(Data excerpts)
§ §

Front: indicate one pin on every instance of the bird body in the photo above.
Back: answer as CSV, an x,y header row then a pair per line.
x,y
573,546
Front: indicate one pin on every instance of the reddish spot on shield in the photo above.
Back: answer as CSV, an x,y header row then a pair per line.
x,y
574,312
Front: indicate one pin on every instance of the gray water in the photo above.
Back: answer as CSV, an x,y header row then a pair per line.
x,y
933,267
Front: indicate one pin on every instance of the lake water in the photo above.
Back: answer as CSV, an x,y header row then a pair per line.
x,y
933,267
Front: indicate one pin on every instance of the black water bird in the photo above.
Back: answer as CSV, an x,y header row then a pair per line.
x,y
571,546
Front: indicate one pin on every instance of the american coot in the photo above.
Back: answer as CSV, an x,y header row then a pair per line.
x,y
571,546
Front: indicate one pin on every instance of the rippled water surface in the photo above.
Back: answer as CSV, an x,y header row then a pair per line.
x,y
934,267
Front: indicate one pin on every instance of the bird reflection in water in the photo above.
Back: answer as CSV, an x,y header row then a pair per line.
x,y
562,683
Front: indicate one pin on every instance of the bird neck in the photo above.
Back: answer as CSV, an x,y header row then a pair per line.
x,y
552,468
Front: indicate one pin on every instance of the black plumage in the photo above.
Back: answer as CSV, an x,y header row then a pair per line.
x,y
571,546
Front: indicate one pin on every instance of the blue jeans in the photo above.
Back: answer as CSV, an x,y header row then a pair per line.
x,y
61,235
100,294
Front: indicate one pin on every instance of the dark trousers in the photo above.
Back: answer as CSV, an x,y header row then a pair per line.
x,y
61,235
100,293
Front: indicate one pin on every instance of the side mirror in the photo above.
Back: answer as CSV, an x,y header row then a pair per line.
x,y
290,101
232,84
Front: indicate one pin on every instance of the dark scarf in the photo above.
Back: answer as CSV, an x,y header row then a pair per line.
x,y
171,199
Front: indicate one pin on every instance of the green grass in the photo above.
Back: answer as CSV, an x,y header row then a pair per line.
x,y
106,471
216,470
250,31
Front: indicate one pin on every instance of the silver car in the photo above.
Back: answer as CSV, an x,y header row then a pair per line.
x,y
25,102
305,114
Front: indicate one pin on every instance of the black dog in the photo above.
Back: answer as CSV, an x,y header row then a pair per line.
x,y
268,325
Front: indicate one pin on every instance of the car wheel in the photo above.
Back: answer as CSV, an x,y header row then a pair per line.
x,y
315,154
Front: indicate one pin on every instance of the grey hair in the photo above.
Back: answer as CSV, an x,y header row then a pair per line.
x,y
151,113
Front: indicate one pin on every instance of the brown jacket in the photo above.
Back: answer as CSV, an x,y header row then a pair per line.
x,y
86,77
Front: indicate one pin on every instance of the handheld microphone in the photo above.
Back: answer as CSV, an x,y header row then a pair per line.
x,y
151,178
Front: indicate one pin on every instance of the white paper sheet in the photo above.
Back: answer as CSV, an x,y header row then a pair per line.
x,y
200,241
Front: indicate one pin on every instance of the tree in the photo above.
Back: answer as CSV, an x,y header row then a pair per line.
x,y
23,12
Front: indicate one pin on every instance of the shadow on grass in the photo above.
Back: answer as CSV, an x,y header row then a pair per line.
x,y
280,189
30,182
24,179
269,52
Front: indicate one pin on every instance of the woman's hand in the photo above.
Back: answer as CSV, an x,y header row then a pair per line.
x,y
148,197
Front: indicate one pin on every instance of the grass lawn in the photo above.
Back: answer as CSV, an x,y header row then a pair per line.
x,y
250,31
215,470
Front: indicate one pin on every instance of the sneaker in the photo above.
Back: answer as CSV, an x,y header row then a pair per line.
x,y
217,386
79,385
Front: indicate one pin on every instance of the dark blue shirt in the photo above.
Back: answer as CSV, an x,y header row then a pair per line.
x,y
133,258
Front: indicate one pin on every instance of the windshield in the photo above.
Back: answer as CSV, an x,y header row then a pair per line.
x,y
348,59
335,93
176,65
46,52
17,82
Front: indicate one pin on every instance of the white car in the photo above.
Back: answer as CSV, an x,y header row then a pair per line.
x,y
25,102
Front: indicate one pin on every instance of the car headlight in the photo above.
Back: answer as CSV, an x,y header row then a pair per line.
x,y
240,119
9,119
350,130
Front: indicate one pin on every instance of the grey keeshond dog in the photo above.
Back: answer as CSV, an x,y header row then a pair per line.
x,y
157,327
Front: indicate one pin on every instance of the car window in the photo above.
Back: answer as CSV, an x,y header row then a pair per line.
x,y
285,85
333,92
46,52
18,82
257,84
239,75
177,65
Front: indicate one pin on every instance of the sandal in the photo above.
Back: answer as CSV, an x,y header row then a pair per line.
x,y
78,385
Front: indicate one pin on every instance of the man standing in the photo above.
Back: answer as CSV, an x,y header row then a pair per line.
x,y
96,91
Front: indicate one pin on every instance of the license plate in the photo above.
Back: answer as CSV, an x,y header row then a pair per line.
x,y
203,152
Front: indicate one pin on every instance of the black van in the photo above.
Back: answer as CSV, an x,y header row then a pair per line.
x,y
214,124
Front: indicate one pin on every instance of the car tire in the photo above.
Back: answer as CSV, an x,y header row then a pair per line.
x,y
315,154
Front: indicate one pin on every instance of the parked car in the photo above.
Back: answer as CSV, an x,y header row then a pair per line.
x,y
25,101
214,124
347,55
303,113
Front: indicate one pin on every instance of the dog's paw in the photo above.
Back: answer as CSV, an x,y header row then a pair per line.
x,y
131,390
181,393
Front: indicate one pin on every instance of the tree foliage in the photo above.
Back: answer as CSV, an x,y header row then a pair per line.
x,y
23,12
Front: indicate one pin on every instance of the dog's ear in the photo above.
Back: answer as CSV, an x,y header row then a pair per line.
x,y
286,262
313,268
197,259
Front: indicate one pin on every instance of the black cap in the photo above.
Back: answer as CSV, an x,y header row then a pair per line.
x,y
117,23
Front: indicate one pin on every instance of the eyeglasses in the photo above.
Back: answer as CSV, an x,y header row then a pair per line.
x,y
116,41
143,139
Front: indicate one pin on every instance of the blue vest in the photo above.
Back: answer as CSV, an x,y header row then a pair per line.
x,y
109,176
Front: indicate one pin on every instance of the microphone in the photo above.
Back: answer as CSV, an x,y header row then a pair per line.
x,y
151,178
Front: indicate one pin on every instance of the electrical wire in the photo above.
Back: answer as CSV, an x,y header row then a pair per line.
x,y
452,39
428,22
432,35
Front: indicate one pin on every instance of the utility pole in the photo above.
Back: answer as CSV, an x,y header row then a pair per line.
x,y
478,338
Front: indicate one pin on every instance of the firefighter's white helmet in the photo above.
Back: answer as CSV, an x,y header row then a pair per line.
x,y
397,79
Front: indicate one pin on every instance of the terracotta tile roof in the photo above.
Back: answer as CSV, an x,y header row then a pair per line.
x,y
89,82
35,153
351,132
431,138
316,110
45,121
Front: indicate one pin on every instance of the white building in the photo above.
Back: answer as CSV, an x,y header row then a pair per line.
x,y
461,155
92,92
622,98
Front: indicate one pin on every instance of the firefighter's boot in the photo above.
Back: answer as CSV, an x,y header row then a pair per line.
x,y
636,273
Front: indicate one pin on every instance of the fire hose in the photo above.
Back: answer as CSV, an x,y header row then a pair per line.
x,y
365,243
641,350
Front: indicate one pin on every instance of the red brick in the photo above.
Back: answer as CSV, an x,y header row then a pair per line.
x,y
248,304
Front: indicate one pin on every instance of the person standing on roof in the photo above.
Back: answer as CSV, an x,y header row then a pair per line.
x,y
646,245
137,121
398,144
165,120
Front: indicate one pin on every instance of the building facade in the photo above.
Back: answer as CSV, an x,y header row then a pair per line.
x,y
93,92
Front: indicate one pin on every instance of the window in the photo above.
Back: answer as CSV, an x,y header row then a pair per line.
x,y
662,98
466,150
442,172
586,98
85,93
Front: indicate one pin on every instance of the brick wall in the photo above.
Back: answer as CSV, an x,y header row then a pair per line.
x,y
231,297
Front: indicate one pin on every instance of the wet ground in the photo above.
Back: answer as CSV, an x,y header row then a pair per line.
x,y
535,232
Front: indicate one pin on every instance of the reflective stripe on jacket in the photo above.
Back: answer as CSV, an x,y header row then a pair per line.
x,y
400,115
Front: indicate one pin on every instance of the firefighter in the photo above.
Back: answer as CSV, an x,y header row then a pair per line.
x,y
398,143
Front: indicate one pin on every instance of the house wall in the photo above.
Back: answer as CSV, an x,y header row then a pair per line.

§ §

(Exercise) Could you output the stretch of data from the line containing "Front: indicate one pin on every instance of the house" through the end as a Markdown table with the columns Row and Line, leaving out blank lines?

(Full response)
| Row | Line |
|---|---|
| 1 | Front: indicate one pin on every instance of the house wall in the photo above. |
| 2 | Back: answer as CSV, an x,y header row then a pair per line. |